Tasks and exercises:
A. Quote the passage from the Lucas Melano text below, starting with "Lucas Santiago Melano" and going on through "in the match.".
B. Extend the text on Lucas Melano's football career past its final sentence.

Lucas Santiago Melano (born 1 March 1993) is an Argentine footballer who plays as a forward for Sarmiento.

Club career

Belgrano
Lucas made his debut for Belgrano on 17 March 2012 where he played 13 minutes as a substitute in a match against Independiente.

Lanús
On 23 July 2013 Melano transferred to  Lanús from Belgrano. He made his debut on 4 August 2013. He was involved in Lanús' triumph in the 2013 Copa Sudamericana, scoring three goals in nine appearances during the competition. He also made two appearances in the 2014 Copa Libertadores tournament and had 19 appearances from 12 starts for Lanús during the 2013/14 regular-season.

Portland Timbers
On 17 July 2015 Portland Timbers signed Melano from Lanús. He made his Timbers debut, entering as a second-half substitute against FC Dallas on 25 July. In that game he drew a penalty kick late in the match.

On 6 December 2015, Melano and the Portland Timbers won MLS Cup defeating Columbus Crew 2–1 in Columbus, OH.

Information shown:
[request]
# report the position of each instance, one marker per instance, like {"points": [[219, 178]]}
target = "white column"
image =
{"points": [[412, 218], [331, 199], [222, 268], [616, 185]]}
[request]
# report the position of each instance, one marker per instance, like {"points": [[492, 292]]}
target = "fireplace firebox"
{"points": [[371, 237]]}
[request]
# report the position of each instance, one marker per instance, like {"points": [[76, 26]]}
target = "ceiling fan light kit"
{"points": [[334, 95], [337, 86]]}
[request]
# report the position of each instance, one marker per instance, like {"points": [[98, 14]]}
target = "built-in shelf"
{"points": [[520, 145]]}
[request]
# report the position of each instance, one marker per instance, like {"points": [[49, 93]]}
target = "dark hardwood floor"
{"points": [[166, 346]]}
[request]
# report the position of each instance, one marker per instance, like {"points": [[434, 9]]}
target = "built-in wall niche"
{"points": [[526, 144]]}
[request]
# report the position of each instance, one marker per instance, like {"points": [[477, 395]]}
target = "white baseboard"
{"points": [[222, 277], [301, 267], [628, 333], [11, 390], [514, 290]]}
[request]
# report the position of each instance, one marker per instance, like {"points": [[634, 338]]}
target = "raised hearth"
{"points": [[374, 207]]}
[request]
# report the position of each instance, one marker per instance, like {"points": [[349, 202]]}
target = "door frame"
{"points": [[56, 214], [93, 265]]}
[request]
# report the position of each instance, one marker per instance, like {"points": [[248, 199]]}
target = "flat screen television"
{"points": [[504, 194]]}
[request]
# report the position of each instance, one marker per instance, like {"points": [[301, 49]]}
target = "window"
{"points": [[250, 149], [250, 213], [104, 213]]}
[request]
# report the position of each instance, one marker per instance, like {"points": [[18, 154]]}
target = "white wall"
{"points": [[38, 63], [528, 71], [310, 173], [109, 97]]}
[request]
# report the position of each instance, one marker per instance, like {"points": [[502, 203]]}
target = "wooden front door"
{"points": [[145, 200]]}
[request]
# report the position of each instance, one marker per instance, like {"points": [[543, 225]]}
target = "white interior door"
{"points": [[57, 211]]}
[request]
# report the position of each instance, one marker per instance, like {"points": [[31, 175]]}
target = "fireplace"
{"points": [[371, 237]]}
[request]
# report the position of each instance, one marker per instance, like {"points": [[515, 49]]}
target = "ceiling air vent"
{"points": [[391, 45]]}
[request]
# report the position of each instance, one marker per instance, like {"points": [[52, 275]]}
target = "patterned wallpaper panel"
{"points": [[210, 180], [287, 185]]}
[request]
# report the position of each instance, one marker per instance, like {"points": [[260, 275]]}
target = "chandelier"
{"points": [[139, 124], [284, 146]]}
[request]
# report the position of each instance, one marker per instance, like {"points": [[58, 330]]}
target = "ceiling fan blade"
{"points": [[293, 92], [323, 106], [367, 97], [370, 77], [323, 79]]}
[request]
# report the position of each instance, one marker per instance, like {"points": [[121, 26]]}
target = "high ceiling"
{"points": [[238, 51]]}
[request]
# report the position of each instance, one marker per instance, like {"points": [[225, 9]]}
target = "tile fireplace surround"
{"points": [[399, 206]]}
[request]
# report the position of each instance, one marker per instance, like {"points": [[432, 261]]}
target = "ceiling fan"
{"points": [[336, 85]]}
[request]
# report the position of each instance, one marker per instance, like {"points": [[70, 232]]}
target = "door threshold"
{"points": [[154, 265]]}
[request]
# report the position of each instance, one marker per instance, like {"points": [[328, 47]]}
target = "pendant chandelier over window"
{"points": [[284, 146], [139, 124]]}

Expected results:
A.
Lucas Santiago Melano (born 1 March 1993) is an Argentine footballer who plays as a forward for Sarmiento.

Club career

Belgrano
Lucas made his debut for Belgrano on 17 March 2012 where he played 13 minutes as a substitute in a match against Independiente.

Lanús
On 23 July 2013 Melano transferred to  Lanús from Belgrano. He made his debut on 4 August 2013. He was involved in Lanús' triumph in the 2013 Copa Sudamericana, scoring three goals in nine appearances during the competition. He also made two appearances in the 2014 Copa Libertadores tournament and had 19 appearances from 12 starts for Lanús during the 2013/14 regular-season.

Portland Timbers
On 17 July 2015 Portland Timbers signed Melano from Lanús. He made his Timbers debut, entering as a second-half substitute against FC Dallas on 25 July. In that game he drew a penalty kick late in the match.

B.
On 16 July 2019, Melano and Portland mutually agreed to terminate his contract.

Belgrano and Estudiantes (loan)
On 10 January 2017, Melano was loaned to his former club Belgrano until 31 December 2017.

For the 2017–18 season, he was loaned to Estudiantes, scoring in his first official league appearance on Aug 28, 2017. He returned to Portland Timbers on August 9, 2018.

Atlético Tucumán
On 27 July 2019, Melano signed for Atlético Tucumán.

San Lorenzo
On 11 February 2021, Melano joined San Lorenzo.

Universidad Católica
In 2022, he joined Chilean side Universidad Católica, but in July of the same year, the club and Melano ended the contract by common agreement.

Newell's Old Boys
On 31 August 2022 it was confirmed, that Melano had joined Newell's Old Boys on a one-year deal.

Career statistics

Club

Honours

Club
C.A. Lanús
Copa Sudamericana: 2013
Portland Timbers
MLS Cup: 2015
Western Conference (Playoffs): 2015

References

External links
 
 

1993 births
Living people
Argentine people of Italian descent
Argentine footballers
Argentine expatriate footballers
Argentina under-20 international footballers
Sportspeople from Córdoba Province, Argentina
Association football forwards
Argentine Primera División players
Chilean Primera División players
Major League Soccer players
USL Championship players
Club Atlético Belgrano footballers
Club Atlético Lanús footballers
Designated Players (MLS)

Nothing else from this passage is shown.